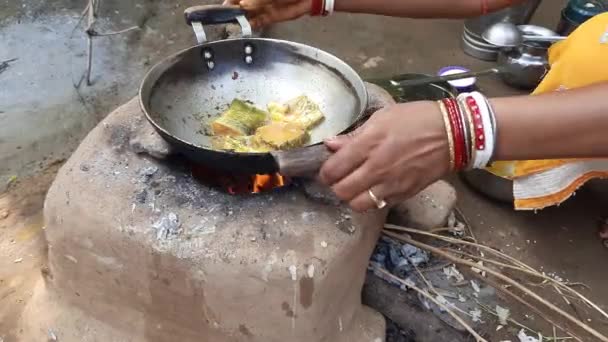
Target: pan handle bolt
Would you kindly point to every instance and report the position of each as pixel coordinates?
(248, 53)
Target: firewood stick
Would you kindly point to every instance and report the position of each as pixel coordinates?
(435, 301)
(506, 279)
(503, 255)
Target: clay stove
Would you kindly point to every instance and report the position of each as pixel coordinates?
(141, 250)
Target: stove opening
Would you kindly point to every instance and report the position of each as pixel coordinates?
(238, 184)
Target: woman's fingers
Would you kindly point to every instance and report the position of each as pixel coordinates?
(358, 181)
(364, 200)
(347, 159)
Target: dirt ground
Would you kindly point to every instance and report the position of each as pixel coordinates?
(560, 241)
(22, 246)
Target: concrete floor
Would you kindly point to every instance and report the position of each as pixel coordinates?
(42, 118)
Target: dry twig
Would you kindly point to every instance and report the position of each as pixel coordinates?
(91, 10)
(6, 64)
(502, 277)
(504, 256)
(426, 295)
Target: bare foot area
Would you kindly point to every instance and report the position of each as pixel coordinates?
(22, 247)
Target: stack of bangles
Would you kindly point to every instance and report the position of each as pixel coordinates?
(470, 124)
(322, 7)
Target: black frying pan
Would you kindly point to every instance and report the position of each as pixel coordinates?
(183, 93)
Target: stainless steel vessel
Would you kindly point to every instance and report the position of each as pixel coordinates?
(525, 66)
(472, 42)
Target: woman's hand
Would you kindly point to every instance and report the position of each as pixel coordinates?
(266, 12)
(397, 153)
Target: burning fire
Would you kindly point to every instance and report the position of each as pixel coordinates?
(238, 184)
(267, 182)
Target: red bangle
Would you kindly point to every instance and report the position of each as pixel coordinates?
(317, 8)
(484, 7)
(458, 133)
(480, 140)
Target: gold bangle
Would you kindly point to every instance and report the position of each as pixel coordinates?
(448, 130)
(469, 116)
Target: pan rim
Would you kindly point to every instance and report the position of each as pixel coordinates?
(359, 80)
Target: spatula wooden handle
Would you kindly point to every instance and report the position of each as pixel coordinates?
(302, 162)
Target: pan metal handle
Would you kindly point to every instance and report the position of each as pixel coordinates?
(198, 16)
(302, 162)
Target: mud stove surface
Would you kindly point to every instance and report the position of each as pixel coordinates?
(147, 252)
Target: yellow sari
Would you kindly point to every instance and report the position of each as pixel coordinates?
(579, 61)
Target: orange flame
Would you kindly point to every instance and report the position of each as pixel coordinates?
(267, 182)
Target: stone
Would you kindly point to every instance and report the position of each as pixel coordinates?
(405, 309)
(428, 209)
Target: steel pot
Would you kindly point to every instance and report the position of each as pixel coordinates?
(183, 93)
(526, 65)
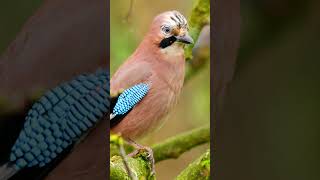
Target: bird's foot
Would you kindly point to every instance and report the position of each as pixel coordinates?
(140, 148)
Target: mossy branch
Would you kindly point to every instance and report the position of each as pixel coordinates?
(197, 170)
(170, 148)
(177, 145)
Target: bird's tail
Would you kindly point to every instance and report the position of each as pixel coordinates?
(7, 171)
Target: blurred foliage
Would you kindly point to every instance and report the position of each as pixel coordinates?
(193, 109)
(270, 122)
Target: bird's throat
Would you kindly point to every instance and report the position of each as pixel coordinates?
(166, 42)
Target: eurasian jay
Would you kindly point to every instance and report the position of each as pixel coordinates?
(59, 120)
(147, 85)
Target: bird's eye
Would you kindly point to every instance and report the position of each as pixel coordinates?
(166, 29)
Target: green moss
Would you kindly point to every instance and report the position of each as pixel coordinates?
(139, 166)
(197, 170)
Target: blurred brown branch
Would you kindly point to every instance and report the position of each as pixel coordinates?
(170, 148)
(197, 170)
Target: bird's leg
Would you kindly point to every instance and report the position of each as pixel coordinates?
(139, 147)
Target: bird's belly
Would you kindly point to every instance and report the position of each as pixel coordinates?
(147, 115)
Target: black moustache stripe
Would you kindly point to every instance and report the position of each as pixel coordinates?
(167, 42)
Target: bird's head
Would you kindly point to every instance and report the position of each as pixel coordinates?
(169, 28)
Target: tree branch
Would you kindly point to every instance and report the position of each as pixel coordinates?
(170, 148)
(177, 145)
(200, 16)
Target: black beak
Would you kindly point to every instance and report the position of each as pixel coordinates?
(185, 39)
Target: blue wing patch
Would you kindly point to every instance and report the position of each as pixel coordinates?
(129, 98)
(60, 118)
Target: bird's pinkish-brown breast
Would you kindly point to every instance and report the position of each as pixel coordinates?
(166, 81)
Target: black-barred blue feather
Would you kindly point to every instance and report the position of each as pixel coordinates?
(60, 118)
(129, 98)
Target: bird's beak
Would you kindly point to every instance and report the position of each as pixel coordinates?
(185, 39)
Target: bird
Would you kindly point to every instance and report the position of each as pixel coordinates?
(58, 121)
(147, 85)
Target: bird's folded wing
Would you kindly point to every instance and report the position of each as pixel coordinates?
(127, 88)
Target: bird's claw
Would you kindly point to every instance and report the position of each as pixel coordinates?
(150, 157)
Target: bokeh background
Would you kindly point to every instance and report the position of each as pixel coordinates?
(42, 44)
(193, 109)
(269, 125)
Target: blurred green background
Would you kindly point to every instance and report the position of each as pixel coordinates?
(193, 109)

**WHAT IS NEEDED**
Every line above should be repeated exactly; pictures stay out of the copy.

**RESPONSE FOR THIS EXERCISE**
Target: pan handle bolt
Would you kindly point to every instance and report the position of each as pixel coordinates?
(248, 53)
Target: firewood stick
Would you kindly point to every instance and report the position of each as pixel coordinates?
(435, 301)
(506, 279)
(503, 255)
Target: clay stove
Would you kindly point to every instance and report the position of each as pixel coordinates?
(141, 250)
Target: stove opening
Would you kindly point to every instance and report the position of each as pixel coordinates?
(238, 184)
Target: woman's fingers
Would you kindly point to every instance and report the position of each as pixel coordinates?
(358, 181)
(364, 200)
(347, 159)
Target: dirt ground
Would you kindly point to every instance and report the position of each as pixel coordinates?
(560, 241)
(22, 246)
Target: concrete floor
Would you kindly point to every instance and report the position of each as pixel coordinates?
(42, 118)
Target: dry twig
Would you kindly point to every instance and report the position of each as pixel coordinates?
(91, 10)
(6, 64)
(502, 277)
(504, 256)
(426, 295)
Target: bare foot area
Would you kindly point to every instance and report the position of each as pixel coordinates?
(22, 247)
Target: stack of bangles
Would you kindly point to every instance and report the position of each as pixel coordinates?
(470, 124)
(322, 7)
Target: black frying pan
Would you kindly point to every instance and report the position of each as pixel coordinates?
(183, 93)
Target: stainless steel vessel
Would you kindly point to every instance and report the position of each as pixel coordinates?
(525, 66)
(472, 42)
Target: woman's hand
Would you kindly point to every instance and report the position of each as pixel coordinates?
(266, 12)
(397, 153)
Target: burning fire
Would you kindly point to every instance and report the position of each as pixel coordinates?
(238, 184)
(267, 182)
Target: red bangle
Would you kindly point to every instance and report the position of each as pixel coordinates?
(317, 8)
(484, 7)
(458, 133)
(480, 140)
Target: gold bangle
Would you kindly point to every instance and report the position of each as pixel coordinates?
(448, 130)
(469, 116)
Target: pan rim
Would you kindly point to every instance and report the position of each as pixel coordinates?
(359, 80)
Target: spatula wooden handle
Would you kindly point to every instance and report the position of each as pixel coordinates?
(302, 162)
Target: pan metal handle
Would you kindly point to every instance and report the position of each as pixel coordinates?
(198, 16)
(302, 162)
Target: mud stove surface
Would you kindly point to every instance and report the position of each as pixel coordinates?
(147, 252)
Target: yellow sari
Would you kindly point to every instance and report the position of each as pixel coordinates?
(579, 61)
Target: orange flame
Would you kindly point to every instance and report the position of each as pixel coordinates?
(267, 182)
Target: stone
Would you kindly point to every instance and report the position of each as pixel coordinates?
(405, 309)
(428, 209)
Target: steel pot
Would you kindly point to every instance and report the position of each as pixel coordinates?
(183, 93)
(526, 65)
Target: bird's foot
Would you kindly point to every instance and report the position of each as pixel coordinates?
(140, 148)
Target: mossy branch
Would you kindly point to every instance and report the position of each as pixel coordinates?
(197, 170)
(170, 148)
(177, 145)
Target: bird's tail
Would you kindly point to every instance and report the position of each as pixel coordinates?
(7, 171)
Target: blurred foliage
Would you kindly point to every instance and report the position of each as pixel coordinates?
(193, 109)
(270, 122)
Target: bird's throat
Would you kindly point to every instance and report the position of each as pixel coordinates?
(166, 42)
Target: eurasian jay
Would you kindly point to every instance and report the position of each as pixel coordinates?
(59, 120)
(147, 85)
Target: bird's eye
Would you kindly point to every instance and report the position of each as pixel coordinates?
(166, 29)
Target: green moss
Would you kindly point to every instance and report the position of each as pixel coordinates?
(139, 166)
(197, 170)
Target: blurred brown branch
Would you kindly point to every instance and report the position of each as pixel coordinates?
(170, 148)
(197, 170)
Target: bird's leg
Would you kindly point to every instance and report the position of each as pixel coordinates?
(139, 147)
Target: bird's belly
Would you kindly point to every instance and report the position of each as pixel coordinates?
(147, 115)
Target: black moustache stripe
Would you kindly point to every instance and report the position of each as pixel coordinates?
(167, 42)
Target: bird's head
Would you kindly point to every instance and report the position of each as pixel coordinates?
(169, 28)
Target: tree branch
Would you kindly point to every instance and report the position of each as pixel coordinates?
(170, 148)
(177, 145)
(200, 16)
Target: black beak
Would you kindly point to every instance and report the position of each as pixel coordinates?
(185, 39)
Target: blue wing patch
Would you kindly point to every instance and report the position of each as pixel coordinates?
(129, 98)
(60, 118)
Target: bird's pinkish-brown breast
Would you kindly point to every instance and report the position of each as pixel coordinates?
(166, 81)
Target: black-barred blue feather
Would you kindly point to every instance and report the position of each as pixel coordinates?
(60, 118)
(129, 98)
Target: bird's beak
Would you kindly point to every instance and report the position of each as pixel coordinates?
(185, 39)
Target: bird
Would you kindly point to every instance and report the position of each as pixel coordinates?
(58, 121)
(147, 85)
Target: bird's folded wing
Would you kindly point to every instance and report the position of each as pixel coordinates?
(127, 88)
Target: bird's claw
Would you kindly point to every instance and report the position of each as pixel coordinates?
(150, 157)
Target: bokeh background
Would you kindly point to every instance and report the position of each as pixel coordinates?
(42, 44)
(193, 109)
(269, 125)
Target: blurred green background
Would you kindly point to every instance and report the position of each as pixel coordinates?
(193, 109)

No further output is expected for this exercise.